JOB:
Retype every line of the material below without changing anything.

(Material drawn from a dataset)
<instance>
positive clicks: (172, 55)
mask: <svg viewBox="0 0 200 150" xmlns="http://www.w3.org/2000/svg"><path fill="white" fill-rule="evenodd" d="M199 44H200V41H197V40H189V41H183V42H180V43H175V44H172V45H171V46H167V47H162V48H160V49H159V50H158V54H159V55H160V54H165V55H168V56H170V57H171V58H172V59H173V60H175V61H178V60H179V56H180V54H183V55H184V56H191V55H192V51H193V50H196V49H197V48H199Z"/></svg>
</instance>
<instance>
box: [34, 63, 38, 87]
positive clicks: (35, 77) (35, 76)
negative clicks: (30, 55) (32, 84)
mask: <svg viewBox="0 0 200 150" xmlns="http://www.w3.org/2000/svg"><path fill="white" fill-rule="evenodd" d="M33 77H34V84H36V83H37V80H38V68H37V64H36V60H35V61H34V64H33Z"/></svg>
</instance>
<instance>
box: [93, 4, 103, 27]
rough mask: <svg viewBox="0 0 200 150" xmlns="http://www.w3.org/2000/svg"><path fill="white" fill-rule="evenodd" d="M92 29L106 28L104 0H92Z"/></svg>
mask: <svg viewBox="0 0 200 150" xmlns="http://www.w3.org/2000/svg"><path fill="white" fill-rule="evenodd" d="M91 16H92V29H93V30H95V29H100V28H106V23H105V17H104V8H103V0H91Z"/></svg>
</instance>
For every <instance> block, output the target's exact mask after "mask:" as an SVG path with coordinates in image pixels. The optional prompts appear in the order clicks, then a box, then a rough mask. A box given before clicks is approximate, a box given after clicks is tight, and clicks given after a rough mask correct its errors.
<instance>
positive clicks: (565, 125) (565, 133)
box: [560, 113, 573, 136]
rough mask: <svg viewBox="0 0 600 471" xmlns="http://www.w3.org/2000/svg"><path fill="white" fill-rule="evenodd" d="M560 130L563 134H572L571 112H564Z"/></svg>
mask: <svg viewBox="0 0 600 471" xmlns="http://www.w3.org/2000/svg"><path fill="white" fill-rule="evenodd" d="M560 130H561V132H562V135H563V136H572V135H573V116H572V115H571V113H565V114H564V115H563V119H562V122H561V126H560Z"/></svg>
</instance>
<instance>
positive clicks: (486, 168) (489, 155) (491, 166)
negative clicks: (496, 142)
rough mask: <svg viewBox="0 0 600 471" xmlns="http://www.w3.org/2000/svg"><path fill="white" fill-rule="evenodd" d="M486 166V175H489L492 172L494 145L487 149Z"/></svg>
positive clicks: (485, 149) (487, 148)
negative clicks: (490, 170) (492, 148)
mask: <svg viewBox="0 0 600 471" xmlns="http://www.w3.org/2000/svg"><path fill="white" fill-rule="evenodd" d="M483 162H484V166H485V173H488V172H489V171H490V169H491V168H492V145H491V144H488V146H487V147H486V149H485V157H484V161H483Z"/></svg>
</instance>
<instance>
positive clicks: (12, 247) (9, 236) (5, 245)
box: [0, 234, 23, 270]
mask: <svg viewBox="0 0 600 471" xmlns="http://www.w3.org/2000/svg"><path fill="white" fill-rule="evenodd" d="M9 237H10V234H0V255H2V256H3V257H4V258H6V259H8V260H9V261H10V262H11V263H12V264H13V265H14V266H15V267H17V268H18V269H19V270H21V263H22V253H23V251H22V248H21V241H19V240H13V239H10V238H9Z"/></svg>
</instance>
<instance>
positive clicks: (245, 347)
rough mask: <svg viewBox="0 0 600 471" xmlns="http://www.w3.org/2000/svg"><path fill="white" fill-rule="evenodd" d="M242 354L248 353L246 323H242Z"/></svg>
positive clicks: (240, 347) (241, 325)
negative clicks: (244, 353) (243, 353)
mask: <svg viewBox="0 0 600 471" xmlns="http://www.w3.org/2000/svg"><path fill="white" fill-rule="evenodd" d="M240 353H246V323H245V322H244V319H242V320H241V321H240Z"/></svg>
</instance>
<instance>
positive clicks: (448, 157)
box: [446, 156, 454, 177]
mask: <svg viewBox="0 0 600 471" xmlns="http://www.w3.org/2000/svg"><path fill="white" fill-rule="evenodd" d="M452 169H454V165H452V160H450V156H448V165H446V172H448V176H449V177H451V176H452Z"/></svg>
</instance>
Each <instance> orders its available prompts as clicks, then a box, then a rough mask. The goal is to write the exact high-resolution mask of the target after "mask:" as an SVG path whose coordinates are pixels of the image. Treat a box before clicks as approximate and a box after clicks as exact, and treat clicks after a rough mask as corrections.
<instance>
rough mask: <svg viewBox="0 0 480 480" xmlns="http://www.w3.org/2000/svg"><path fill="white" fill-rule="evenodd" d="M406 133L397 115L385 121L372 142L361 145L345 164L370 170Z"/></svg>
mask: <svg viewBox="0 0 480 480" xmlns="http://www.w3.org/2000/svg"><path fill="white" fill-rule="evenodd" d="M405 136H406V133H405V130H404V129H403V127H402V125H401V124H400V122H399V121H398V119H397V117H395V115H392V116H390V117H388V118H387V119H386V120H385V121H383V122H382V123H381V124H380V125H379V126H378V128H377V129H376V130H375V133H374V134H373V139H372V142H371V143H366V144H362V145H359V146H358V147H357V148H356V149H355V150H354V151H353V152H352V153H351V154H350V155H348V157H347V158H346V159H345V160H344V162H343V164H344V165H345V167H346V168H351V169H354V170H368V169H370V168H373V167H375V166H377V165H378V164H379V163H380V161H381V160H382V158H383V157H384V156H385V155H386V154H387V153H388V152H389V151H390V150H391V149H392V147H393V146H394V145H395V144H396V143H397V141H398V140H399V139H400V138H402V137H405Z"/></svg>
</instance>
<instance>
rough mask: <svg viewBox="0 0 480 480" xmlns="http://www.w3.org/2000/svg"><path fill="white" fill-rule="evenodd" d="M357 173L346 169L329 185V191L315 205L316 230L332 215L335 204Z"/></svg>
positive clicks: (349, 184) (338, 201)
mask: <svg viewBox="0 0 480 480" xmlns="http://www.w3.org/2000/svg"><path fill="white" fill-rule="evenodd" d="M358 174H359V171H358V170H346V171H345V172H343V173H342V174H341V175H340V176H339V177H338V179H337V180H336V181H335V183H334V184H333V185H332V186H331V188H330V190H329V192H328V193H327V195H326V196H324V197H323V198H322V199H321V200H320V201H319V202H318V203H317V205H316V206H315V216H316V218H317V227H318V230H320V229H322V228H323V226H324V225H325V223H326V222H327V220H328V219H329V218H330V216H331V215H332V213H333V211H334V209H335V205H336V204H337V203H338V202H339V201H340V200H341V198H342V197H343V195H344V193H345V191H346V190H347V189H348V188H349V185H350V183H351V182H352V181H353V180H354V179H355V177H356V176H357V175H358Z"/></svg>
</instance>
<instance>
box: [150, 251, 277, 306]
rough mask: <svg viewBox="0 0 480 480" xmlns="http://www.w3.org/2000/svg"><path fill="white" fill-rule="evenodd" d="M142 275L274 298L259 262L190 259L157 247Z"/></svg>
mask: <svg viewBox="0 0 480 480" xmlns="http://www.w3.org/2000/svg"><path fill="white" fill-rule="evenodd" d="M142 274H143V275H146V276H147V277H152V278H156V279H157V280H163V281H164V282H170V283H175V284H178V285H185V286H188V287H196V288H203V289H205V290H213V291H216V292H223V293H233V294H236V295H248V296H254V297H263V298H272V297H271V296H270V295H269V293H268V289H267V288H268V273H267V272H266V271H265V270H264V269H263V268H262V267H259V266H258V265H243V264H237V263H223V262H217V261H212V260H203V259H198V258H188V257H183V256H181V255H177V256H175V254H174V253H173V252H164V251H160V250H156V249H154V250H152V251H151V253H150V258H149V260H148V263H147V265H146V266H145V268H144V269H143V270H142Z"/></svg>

EXPECTED ANSWER:
<instance>
positive clicks: (172, 55)
mask: <svg viewBox="0 0 200 150" xmlns="http://www.w3.org/2000/svg"><path fill="white" fill-rule="evenodd" d="M199 44H200V41H197V40H189V41H183V42H180V43H175V44H172V45H171V46H167V47H162V48H160V49H159V50H158V54H159V55H160V54H165V55H168V56H170V57H171V58H172V59H173V60H175V61H178V60H179V56H180V54H183V55H184V56H191V55H192V51H193V50H196V49H197V48H199Z"/></svg>
</instance>
<instance>
box: [34, 63, 38, 87]
positive clicks: (35, 77) (35, 76)
negative clicks: (30, 55) (32, 84)
mask: <svg viewBox="0 0 200 150" xmlns="http://www.w3.org/2000/svg"><path fill="white" fill-rule="evenodd" d="M33 77H34V84H36V83H37V80H38V68H37V64H36V60H35V61H34V64H33Z"/></svg>
</instance>
<instance>
box: [93, 4, 103, 27]
rough mask: <svg viewBox="0 0 200 150" xmlns="http://www.w3.org/2000/svg"><path fill="white" fill-rule="evenodd" d="M92 29L106 28L104 0H92Z"/></svg>
mask: <svg viewBox="0 0 200 150" xmlns="http://www.w3.org/2000/svg"><path fill="white" fill-rule="evenodd" d="M91 16H92V29H93V30H95V29H100V28H106V23H105V17H104V8H103V0H91Z"/></svg>
</instance>
For every <instance> block, output the target's exact mask after "mask:" as an SVG path with coordinates in image pixels. The optional prompts appear in the order clicks, then a box, then a rough mask. A box given before clicks is approximate, a box given after clicks is tight, and clicks given after a rough mask correct its errors.
<instance>
positive clicks: (565, 125) (565, 133)
box: [560, 113, 573, 136]
rough mask: <svg viewBox="0 0 600 471" xmlns="http://www.w3.org/2000/svg"><path fill="white" fill-rule="evenodd" d="M560 130L563 134H572L571 112H564Z"/></svg>
mask: <svg viewBox="0 0 600 471" xmlns="http://www.w3.org/2000/svg"><path fill="white" fill-rule="evenodd" d="M560 130H561V132H562V135H563V136H572V135H573V116H572V115H571V113H565V114H564V115H563V119H562V122H561V126H560Z"/></svg>
</instance>
<instance>
positive clicks: (486, 168) (489, 155) (491, 166)
negative clicks: (496, 142)
rough mask: <svg viewBox="0 0 600 471" xmlns="http://www.w3.org/2000/svg"><path fill="white" fill-rule="evenodd" d="M486 166V175H489L492 172L494 145L487 149Z"/></svg>
positive clicks: (485, 149) (487, 148)
negative clicks: (490, 170) (492, 148)
mask: <svg viewBox="0 0 600 471" xmlns="http://www.w3.org/2000/svg"><path fill="white" fill-rule="evenodd" d="M483 162H484V166H485V173H488V172H489V171H490V169H491V168H492V145H491V144H488V146H487V147H486V149H485V157H484V161H483Z"/></svg>
</instance>
<instance>
positive clicks: (12, 247) (9, 236) (5, 245)
box: [0, 234, 23, 270]
mask: <svg viewBox="0 0 600 471" xmlns="http://www.w3.org/2000/svg"><path fill="white" fill-rule="evenodd" d="M9 237H10V234H0V255H2V256H3V257H4V258H6V259H8V260H9V261H10V262H11V263H12V264H13V265H14V266H15V267H17V268H18V269H19V270H21V263H22V253H23V251H22V248H21V241H19V240H13V239H10V238H9Z"/></svg>
</instance>
<instance>
positive clicks: (245, 347)
rough mask: <svg viewBox="0 0 600 471" xmlns="http://www.w3.org/2000/svg"><path fill="white" fill-rule="evenodd" d="M242 354L248 353L246 323H242Z"/></svg>
positive clicks: (240, 347) (241, 325)
negative clicks: (244, 353) (243, 353)
mask: <svg viewBox="0 0 600 471" xmlns="http://www.w3.org/2000/svg"><path fill="white" fill-rule="evenodd" d="M240 353H246V323H245V322H244V319H242V320H241V321H240Z"/></svg>
</instance>
<instance>
positive clicks: (448, 157)
box: [446, 156, 454, 177]
mask: <svg viewBox="0 0 600 471" xmlns="http://www.w3.org/2000/svg"><path fill="white" fill-rule="evenodd" d="M452 169H454V165H452V160H450V156H448V165H446V172H448V176H449V177H451V176H452Z"/></svg>
</instance>
Each <instance> orders its available prompts as clicks, then a box, then a rough mask. The goal is to write the exact high-resolution mask of the target after "mask:" as an SVG path whose coordinates are pixels of the image. Treat a box before clicks as approximate and a box after clicks as exact, and treat clicks after a rough mask as corrections.
<instance>
rough mask: <svg viewBox="0 0 480 480" xmlns="http://www.w3.org/2000/svg"><path fill="white" fill-rule="evenodd" d="M406 133L397 115L385 121L372 142L361 145L345 164L370 170Z"/></svg>
mask: <svg viewBox="0 0 480 480" xmlns="http://www.w3.org/2000/svg"><path fill="white" fill-rule="evenodd" d="M405 136H406V133H405V130H404V129H403V127H402V125H401V124H400V122H399V121H398V119H397V117H395V115H392V116H390V117H388V118H387V119H386V120H385V121H383V122H382V123H381V124H380V125H379V126H378V128H377V129H376V130H375V133H374V134H373V139H372V142H371V143H366V144H362V145H359V146H358V147H357V148H356V149H355V150H354V151H353V152H352V153H351V154H350V155H348V157H347V158H346V159H345V160H344V162H343V164H344V165H345V167H346V168H351V169H354V170H368V169H370V168H373V167H375V166H377V165H378V164H379V163H380V161H381V160H382V158H383V157H384V156H385V155H386V154H387V153H388V152H389V151H390V150H391V149H392V147H393V146H394V145H395V144H396V143H397V141H398V140H399V139H400V138H402V137H405Z"/></svg>
</instance>
<instance>
rough mask: <svg viewBox="0 0 480 480" xmlns="http://www.w3.org/2000/svg"><path fill="white" fill-rule="evenodd" d="M357 173L346 169L329 185V191L315 205L316 230L332 215L335 204Z"/></svg>
positive clicks: (349, 184) (338, 201)
mask: <svg viewBox="0 0 480 480" xmlns="http://www.w3.org/2000/svg"><path fill="white" fill-rule="evenodd" d="M358 174H359V171H358V170H346V171H345V172H343V173H342V174H341V175H340V176H339V177H338V179H337V180H336V181H335V183H334V184H333V185H332V186H331V188H330V190H329V192H328V193H327V195H326V196H324V197H323V198H322V199H321V200H320V201H319V202H318V203H317V205H316V206H315V216H316V218H317V227H318V230H320V229H322V228H323V226H324V225H325V223H326V222H327V220H328V219H329V218H330V216H331V215H332V213H333V211H334V209H335V205H336V204H337V203H338V202H339V201H340V200H341V198H342V197H343V195H344V193H345V191H346V190H347V189H348V188H349V185H350V183H351V182H352V181H353V180H354V179H355V177H356V176H357V175H358Z"/></svg>
</instance>
<instance>
box: [150, 251, 277, 306]
rough mask: <svg viewBox="0 0 480 480" xmlns="http://www.w3.org/2000/svg"><path fill="white" fill-rule="evenodd" d="M142 275L274 298L259 262L190 259L157 247Z"/></svg>
mask: <svg viewBox="0 0 480 480" xmlns="http://www.w3.org/2000/svg"><path fill="white" fill-rule="evenodd" d="M142 274H143V275H146V276H147V277H152V278H156V279H157V280H163V281H164V282H170V283H175V284H178V285H185V286H188V287H196V288H203V289H205V290H213V291H216V292H223V293H233V294H236V295H248V296H254V297H263V298H272V297H271V296H270V295H269V293H268V289H267V288H268V273H267V272H266V271H265V270H264V269H263V268H262V267H259V266H258V265H243V264H237V263H223V262H217V261H212V260H203V259H198V258H188V257H183V256H181V255H177V256H175V254H174V253H173V252H164V251H160V250H156V249H154V250H152V251H151V253H150V258H149V260H148V263H147V265H146V266H145V268H144V269H143V270H142Z"/></svg>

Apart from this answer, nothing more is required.